▶ [Fragmento]
________________________
“A esta altura de mi vida en una gran ciudad, lo mejor que le encuentro a un automóvil es que no sea mío. Desgraciadamente ellos no parecen compartir este rechazo, y me basta salir a la calle para ingresar en un sistema y un código en los que sólo la vigilancia más atenta puede evitar el rápido paso de la integridad a la papilla”, dice Cortázar en “Monólogo del peatón”, uno de los muchos textos integrados a Papeles inesperados (Punto de lectura, México, 2009, 486 pp.), el librote misceláneo que hace cinco años llegó a engrosar el ya de por sí gordo expediente cortazareano.
No
sé si me equivoco pero en general los escritores, por su misma naturaleza
encerradiza, tienen una mala relación con el coche y demás objetos atropelladores
no identificados. De Cortázar no me sorprenden las palabras citadas, pues la
neurosis automovilística le saltó en otros momentos, entre ellos el que lo
llevó a escribir “Autopista del sur”, uno de los relatos infalibles en
cualquier antología del argentino. Tuvo al final de su vida, como sabemos y él
mismo lo declara, un fugaz reencuentro amoroso con el coche, pero hizo trampa:
viajó con la hermosa Carol Dunlop, su pareja, de París a Marsella, y se tomó
casi un mes para hacer un viaje que por lo común demanda diez horas. Usó en
este caso el menos aventurero de los vehículos, una Combi roja que a cada parada
se demoró en pausas de exploración y fotografía que quedaron impresas en Los autonautas de la cosmopista, libro
que casi casi apareció póstumamente.
Un
rastreo veloz por la biografía de muchos escritores nos permitiría ver que
conducir (manejar, decimos en mi
rancho) está lejos de ser un goce del gremio. No imagino a Rulfo, a Borges, a
Neruda, a Paz, a Carpentier, a Benedetti, a Vargas Llosa (bueno, a Vargas Llosa
sí) en plan de Fittipaldis, con el codo salido por la ventanilla y silbando un
sabroso bolerito, muy acá. Más bien los imagino dependientes siempre de otros,
o de sus pies, que para caminar fueron
hechos. Creo que esta malquerencia del volante no se da por esnobismo,
sino por algo que en efecto caracteriza al escritor: su distracción.
________________________
▶ [Objetivo del ejercicio] Escribe la continuación del texto sobre los escritores y el automóvil, empezando justo después de su última oración.

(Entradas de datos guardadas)
________________________
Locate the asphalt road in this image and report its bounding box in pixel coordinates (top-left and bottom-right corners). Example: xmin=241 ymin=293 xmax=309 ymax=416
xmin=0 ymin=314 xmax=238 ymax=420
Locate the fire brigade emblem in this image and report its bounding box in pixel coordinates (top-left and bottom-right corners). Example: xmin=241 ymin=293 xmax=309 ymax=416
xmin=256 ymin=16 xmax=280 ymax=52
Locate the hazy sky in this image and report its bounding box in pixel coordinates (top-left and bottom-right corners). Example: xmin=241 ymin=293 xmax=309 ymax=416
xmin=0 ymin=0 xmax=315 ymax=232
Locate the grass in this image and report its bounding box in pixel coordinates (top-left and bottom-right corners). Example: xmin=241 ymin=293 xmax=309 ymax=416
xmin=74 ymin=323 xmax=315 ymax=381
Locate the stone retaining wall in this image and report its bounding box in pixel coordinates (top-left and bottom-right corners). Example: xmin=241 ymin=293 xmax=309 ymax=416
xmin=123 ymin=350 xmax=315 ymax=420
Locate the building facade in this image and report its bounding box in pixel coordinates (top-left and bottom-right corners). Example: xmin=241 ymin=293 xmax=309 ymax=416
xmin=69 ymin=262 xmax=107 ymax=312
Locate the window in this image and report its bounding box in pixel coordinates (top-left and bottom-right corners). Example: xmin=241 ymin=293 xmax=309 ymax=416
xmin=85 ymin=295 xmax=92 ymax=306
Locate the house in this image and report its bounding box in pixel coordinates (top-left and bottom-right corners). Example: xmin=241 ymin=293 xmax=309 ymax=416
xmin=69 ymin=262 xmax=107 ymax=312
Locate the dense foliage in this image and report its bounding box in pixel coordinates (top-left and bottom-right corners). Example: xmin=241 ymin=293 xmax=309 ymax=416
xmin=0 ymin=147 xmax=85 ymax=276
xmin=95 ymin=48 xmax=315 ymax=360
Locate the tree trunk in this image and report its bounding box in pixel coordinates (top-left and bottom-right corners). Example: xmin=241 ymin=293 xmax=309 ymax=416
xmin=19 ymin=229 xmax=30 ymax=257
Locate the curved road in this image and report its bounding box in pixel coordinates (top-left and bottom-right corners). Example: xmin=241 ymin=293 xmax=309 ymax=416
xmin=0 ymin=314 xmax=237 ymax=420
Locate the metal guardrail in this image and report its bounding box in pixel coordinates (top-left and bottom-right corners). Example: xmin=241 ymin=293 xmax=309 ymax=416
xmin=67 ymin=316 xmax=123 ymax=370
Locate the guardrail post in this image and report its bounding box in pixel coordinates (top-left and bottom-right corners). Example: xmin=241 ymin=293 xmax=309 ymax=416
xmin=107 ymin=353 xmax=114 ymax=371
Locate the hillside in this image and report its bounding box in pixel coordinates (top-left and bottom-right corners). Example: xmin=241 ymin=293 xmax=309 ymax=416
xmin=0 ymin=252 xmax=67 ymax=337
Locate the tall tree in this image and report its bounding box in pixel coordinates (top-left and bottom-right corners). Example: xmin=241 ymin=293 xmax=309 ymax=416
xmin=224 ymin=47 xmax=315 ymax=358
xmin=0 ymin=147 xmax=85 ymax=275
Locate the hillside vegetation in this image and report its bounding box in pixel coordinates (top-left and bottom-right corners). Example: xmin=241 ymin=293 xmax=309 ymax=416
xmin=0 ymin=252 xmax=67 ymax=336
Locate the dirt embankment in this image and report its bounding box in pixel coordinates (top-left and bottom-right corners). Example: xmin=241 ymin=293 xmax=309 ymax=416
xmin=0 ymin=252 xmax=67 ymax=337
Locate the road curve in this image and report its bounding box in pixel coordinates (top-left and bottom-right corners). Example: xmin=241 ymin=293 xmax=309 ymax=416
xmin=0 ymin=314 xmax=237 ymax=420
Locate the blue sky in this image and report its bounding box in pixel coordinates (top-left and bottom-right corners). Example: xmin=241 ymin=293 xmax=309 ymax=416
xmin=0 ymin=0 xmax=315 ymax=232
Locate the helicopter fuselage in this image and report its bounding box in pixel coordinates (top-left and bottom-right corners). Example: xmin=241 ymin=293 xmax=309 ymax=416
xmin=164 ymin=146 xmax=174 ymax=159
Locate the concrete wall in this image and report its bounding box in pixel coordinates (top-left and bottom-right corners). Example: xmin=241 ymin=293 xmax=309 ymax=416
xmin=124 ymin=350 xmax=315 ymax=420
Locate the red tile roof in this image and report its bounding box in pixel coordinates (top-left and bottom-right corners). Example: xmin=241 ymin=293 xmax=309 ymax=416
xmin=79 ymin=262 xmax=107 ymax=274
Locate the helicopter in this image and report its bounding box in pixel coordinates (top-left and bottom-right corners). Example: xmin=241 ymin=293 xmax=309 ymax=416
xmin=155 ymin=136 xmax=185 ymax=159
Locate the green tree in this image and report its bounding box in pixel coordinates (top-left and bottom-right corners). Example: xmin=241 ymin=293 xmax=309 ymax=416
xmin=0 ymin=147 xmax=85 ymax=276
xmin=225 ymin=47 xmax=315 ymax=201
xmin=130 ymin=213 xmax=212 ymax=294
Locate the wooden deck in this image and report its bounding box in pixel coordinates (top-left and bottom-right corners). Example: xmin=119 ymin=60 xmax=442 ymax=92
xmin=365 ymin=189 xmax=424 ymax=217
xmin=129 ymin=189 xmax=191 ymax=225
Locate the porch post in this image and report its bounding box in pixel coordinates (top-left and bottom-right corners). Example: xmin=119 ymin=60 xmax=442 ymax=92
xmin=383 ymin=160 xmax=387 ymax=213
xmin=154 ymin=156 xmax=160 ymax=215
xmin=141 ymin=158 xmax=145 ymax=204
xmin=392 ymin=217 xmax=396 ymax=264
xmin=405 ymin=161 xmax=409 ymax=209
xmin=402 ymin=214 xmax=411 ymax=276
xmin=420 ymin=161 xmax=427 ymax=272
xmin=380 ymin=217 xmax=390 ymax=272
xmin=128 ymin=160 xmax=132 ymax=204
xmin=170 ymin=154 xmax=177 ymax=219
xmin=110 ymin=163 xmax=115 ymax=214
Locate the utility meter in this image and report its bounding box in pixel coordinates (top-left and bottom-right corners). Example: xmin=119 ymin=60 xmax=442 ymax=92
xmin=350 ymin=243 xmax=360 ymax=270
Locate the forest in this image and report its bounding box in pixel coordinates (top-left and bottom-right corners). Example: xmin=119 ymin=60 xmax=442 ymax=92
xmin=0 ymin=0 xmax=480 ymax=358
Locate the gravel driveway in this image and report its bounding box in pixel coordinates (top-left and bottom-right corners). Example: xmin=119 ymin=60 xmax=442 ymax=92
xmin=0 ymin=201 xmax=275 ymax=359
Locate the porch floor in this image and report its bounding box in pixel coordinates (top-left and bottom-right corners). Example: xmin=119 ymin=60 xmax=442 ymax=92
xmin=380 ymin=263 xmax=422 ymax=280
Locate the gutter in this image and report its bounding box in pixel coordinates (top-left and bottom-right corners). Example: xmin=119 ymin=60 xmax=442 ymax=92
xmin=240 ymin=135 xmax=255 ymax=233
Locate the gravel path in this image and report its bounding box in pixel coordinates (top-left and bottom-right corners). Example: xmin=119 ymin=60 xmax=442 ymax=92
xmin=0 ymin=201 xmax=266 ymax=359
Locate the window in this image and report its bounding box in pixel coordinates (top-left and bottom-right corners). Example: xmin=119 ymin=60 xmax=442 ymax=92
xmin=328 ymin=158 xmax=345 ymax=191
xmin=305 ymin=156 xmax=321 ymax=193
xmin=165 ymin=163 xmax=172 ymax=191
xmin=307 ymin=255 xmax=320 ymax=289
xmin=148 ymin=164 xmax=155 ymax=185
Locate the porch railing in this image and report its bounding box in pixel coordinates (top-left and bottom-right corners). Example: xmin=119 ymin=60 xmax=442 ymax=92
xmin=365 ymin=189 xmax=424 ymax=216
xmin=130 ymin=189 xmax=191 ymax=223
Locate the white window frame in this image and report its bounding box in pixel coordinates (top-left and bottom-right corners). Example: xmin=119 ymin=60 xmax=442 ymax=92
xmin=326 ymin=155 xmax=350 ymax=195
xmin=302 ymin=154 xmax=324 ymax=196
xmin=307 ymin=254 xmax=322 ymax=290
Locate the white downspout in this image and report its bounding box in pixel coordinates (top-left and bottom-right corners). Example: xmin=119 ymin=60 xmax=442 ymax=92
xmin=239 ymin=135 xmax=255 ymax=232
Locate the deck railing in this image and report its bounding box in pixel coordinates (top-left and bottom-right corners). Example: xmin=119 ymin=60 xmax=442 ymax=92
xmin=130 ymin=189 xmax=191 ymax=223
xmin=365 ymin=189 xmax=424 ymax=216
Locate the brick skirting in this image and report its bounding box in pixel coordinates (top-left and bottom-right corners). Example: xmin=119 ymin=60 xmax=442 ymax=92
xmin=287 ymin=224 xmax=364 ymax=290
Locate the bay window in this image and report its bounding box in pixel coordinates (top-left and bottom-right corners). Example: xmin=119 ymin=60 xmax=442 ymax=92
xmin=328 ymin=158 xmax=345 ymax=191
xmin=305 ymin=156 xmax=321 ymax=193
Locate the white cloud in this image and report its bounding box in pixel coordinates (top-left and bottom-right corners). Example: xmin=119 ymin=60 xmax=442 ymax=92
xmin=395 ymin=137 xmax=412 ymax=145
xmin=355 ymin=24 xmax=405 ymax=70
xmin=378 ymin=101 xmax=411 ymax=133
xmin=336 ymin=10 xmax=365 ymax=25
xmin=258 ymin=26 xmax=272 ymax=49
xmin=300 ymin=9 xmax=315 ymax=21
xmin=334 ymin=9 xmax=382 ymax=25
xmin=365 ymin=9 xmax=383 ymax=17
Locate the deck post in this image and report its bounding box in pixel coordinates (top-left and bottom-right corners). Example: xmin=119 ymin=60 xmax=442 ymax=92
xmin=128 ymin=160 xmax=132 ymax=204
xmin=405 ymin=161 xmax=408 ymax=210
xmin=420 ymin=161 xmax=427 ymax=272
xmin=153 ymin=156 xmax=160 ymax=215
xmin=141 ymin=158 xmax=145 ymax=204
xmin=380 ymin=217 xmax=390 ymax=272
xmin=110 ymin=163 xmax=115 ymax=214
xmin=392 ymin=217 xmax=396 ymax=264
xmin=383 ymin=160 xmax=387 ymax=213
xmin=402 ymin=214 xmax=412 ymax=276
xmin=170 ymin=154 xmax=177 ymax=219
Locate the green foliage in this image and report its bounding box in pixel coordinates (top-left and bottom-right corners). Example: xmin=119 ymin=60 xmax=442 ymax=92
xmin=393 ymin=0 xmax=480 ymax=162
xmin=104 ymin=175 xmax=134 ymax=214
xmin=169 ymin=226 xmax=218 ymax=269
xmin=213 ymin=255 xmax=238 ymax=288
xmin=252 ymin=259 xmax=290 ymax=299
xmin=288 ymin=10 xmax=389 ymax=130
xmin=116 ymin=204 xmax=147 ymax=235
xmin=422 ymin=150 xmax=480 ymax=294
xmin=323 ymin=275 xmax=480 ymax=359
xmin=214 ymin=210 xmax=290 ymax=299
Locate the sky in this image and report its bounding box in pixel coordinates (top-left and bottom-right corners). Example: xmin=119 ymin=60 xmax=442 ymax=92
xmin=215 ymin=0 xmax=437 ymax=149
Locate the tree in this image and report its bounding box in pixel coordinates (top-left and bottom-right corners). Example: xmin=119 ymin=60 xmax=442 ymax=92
________________________
▶ [Respuesta al ejercicio]
Distracción, claro, de lo cotidiano, de lo inmediato, no de lo que se supone
está escribiendo permanentemente dentro la cabeza.
Mis
amigos escritores manejan con decoro, aunque muchos llegaron tarde al arte de
macalacachimbas, unos incluso más allá de los treinta años (yo conduje mi primera
nave casi en la ancianidad, según mis coétaneos: a los 23). Otros se van
vírgenes de patas de hule, y los admiro de veras. El caso de esta índole que
mejor recuerdo es el de Arreola, quien al parecer no fluctuó como Cortázar del
odio a la parcial aceptación vehicular, sino que abrazó una pureza absoluta
como caminante del Mayab y puntos circunvecinos. Tan lejos se colocó de la pasión
automovilística que en alguna de las muchas entregas para una columna que
publicó en El Sol de México durante
casi dos años, del 75 al 76, se confesó “peatón original” frente a la barbarie
de esas máquinas siempre listas para el apachurramiento y demás accidentes
perpetrados “en estas calles de Dios”.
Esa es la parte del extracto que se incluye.